*** Data records Section Begins ***

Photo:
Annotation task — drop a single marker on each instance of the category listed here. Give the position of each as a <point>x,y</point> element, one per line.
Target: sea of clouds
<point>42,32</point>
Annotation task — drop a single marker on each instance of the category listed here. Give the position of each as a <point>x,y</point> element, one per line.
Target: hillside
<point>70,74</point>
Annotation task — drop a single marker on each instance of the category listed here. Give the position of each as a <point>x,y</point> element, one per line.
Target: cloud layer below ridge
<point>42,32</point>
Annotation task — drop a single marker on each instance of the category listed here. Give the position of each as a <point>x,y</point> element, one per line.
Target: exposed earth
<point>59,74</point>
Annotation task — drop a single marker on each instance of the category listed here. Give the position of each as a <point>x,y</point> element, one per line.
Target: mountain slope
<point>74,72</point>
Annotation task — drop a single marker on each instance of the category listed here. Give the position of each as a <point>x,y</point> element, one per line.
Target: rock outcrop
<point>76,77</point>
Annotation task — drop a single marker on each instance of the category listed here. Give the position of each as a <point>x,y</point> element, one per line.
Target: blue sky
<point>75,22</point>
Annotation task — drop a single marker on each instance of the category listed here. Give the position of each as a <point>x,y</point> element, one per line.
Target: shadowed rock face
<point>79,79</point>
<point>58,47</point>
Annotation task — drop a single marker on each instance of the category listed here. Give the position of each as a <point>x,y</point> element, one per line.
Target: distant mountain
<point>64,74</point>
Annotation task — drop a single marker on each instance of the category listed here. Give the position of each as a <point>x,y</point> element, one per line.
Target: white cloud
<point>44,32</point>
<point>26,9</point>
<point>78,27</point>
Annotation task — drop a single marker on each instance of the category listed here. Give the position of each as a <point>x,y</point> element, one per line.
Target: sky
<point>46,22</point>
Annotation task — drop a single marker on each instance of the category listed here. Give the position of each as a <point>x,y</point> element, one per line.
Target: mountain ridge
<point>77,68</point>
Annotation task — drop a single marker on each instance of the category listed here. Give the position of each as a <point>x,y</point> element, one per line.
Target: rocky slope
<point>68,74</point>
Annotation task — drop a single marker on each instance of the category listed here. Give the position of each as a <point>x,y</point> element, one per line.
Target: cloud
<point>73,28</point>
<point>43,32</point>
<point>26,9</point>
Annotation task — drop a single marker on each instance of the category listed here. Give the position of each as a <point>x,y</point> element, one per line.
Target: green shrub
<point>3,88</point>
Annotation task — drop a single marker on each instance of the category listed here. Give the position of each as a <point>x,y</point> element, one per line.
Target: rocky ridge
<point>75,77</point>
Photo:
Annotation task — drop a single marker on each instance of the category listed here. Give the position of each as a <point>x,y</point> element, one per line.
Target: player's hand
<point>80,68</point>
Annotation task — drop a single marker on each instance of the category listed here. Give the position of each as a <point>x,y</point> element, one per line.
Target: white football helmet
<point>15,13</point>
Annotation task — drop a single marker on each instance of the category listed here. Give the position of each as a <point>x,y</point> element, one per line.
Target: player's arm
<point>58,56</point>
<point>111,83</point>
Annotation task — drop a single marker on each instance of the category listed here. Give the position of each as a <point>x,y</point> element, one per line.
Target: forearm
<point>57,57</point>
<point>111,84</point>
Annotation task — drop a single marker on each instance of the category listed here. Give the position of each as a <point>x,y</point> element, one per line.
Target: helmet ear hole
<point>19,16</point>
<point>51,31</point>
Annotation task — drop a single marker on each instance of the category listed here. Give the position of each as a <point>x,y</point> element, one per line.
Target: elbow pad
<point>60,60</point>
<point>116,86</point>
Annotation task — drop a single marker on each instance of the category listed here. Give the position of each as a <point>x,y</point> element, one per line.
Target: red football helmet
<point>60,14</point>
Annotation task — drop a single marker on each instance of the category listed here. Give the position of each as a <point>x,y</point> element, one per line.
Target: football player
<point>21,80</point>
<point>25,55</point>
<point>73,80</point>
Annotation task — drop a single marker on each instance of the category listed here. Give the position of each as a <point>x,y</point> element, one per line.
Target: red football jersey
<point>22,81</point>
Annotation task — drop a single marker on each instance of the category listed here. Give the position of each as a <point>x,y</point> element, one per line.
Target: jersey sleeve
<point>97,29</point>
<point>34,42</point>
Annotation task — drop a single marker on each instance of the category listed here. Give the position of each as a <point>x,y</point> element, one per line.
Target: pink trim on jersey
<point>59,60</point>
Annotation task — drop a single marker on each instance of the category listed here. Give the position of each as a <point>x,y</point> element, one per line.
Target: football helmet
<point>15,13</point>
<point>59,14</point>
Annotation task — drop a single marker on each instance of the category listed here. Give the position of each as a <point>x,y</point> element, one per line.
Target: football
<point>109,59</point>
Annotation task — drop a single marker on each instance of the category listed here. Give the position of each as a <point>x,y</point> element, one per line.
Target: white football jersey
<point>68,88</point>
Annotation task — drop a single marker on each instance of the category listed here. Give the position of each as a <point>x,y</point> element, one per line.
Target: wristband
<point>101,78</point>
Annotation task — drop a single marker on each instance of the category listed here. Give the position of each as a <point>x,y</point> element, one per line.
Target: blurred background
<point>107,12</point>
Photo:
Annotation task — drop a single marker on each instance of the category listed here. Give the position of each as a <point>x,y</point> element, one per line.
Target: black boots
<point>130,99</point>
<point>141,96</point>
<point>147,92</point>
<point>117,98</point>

*** Data records Section Ends ***

What this task involves - Write out every entry above, word for word.

Reply to the task -
Photo:
Annotation task — drop a single marker on each instance of the category listed here. Give the position of each as a <point>x,y</point> element, one per line.
Target: sea of clouds
<point>42,32</point>
Annotation task — drop a single marker on each instance of the category listed here. Give the position of each as a <point>x,y</point> element, one per line.
Target: hillside
<point>70,74</point>
Annotation task — drop a single marker on each instance of the category listed here. Give the position of each as a <point>x,y</point> element, one per line.
Target: cloud layer below ridge
<point>42,32</point>
Annotation task — drop a single marker on each instance of the category listed here. Give the position of each as a <point>x,y</point> element, one per line.
Target: exposed earth
<point>59,74</point>
Annotation task — drop a single marker on each instance of the category listed here. Give the position of each as a <point>x,y</point> element, one per line.
Target: mountain slope
<point>74,72</point>
Annotation task — drop a single marker on each instance of the category listed here. Give the position of each as a <point>x,y</point> element, one per line.
Target: rock outcrop
<point>76,77</point>
Annotation task — drop a single marker on each instance of the category listed here. Give the position of each as a <point>x,y</point> element, one per line.
Target: blue sky
<point>75,22</point>
Annotation task — drop a single marker on each instance of the category listed here. Give the position of each as a <point>x,y</point> element, one per line.
Target: shadowed rock face
<point>79,79</point>
<point>58,47</point>
Annotation task — drop a single marker on each instance of the category listed here. Give the position of each as a <point>x,y</point> element, one per line.
Target: distant mountain
<point>64,74</point>
Annotation task — drop a single marker on each instance of the category listed here. Give the position of each as a <point>x,y</point> element, one per line.
Target: white cloud
<point>44,32</point>
<point>26,9</point>
<point>78,27</point>
Annotation task — drop a single marker on each instance of the category listed here. Give the position of each as a <point>x,y</point> element, one per line.
Target: sky
<point>46,22</point>
Annotation task — drop a single marker on each instance of the category listed here. Give the position of each as a <point>x,y</point> element, one per line.
Target: mountain ridge
<point>77,68</point>
Annotation task — drop a single marker on each instance of the category listed here. Give the position of each as a <point>x,y</point> element, one per line.
Target: rocky slope
<point>68,74</point>
Annotation task — drop a single marker on each instance of the category listed here. Give the position of each as a <point>x,y</point> element, one per line.
Target: cloud
<point>73,28</point>
<point>43,32</point>
<point>26,9</point>
Annotation task — drop a single marker on each instance of the category listed here. Give the position of each as a <point>x,y</point> element, one per line.
Target: green shrub
<point>3,88</point>
Annotation task — drop a single marker on each instance of the category listed here. Give the position of each as a <point>x,y</point> element, one per line.
Target: rocky ridge
<point>75,77</point>
Photo:
Annotation task — drop a single marker on each instance of the category listed here. Give the position of each as a <point>x,y</point> element, one per line.
Target: player's hand
<point>80,68</point>
Annotation task — drop a single marker on each instance of the category listed here. Give the position of each as a <point>x,y</point> element, one per line.
Target: white football helmet
<point>15,13</point>
Annotation task — drop a single marker on each instance of the category listed here. Give the position of each as a <point>x,y</point> element, one per line.
Target: player's arm
<point>58,56</point>
<point>111,83</point>
Annotation task — drop a single marker on each instance of the category listed here. Give the position of each as a <point>x,y</point> element, one per line.
Target: forearm
<point>57,57</point>
<point>111,84</point>
Annotation task — drop a single marker on each instance of the category listed here. Give the position of each as a <point>x,y</point> element, one per line.
Target: helmet ear hole
<point>19,16</point>
<point>51,31</point>
Annotation task — drop a single marker on each instance of the category listed here. Give the position of each as a <point>x,y</point> element, one per line.
Target: elbow pad
<point>60,60</point>
<point>116,86</point>
Annotation task — drop a single marker on each instance of the category listed here. Give the position of each as a <point>x,y</point> element, one per line.
Target: red football helmet
<point>60,14</point>
Annotation task — drop a single marker on each instance of the category listed here. Give the position of each as a <point>x,y</point> element, one per line.
Target: football player
<point>21,80</point>
<point>25,55</point>
<point>73,80</point>
Annotation task — drop a single marker on each instance of the category listed here. Give the position of each as a <point>x,y</point> element, one per line.
Target: red football jersey
<point>22,81</point>
Annotation task — drop a single marker on each instance of the category listed here. Give the position of each as a <point>x,y</point> element, one per line.
Target: jersey sleeve
<point>97,29</point>
<point>34,42</point>
Annotation task — drop a single marker on each instance of the category listed here. Give the position of each as a <point>x,y</point> element, one per line.
Target: pink trim on jersey
<point>59,60</point>
Annotation task — drop a single marker on each instance of the category listed here. Give the position of each as a <point>x,y</point> element, one per line.
Target: football helmet
<point>15,13</point>
<point>59,14</point>
Annotation task — drop a single marker on each instance of the category listed here. Give the position of each as a <point>x,y</point> element, one per line.
Target: football
<point>109,59</point>
Annotation task — drop a single marker on each instance of the category listed here. Give the position of each as a <point>x,y</point> element, one per line.
Target: white football jersey
<point>68,88</point>
Annotation task — drop a single marker on each instance of the category listed here. Give the position of each as a <point>x,y</point> element, one per line.
Target: wristband
<point>101,78</point>
Annotation task — drop a single marker on each instance of the category listed here. Give the position of each as a <point>x,y</point> element, one per line.
Target: blurred background
<point>107,12</point>
Photo:
Annotation task — drop a single marker on each instance of the category listed here. Give the position of each as a <point>x,y</point> element, one per line.
Target: black boots
<point>130,99</point>
<point>141,96</point>
<point>147,92</point>
<point>117,98</point>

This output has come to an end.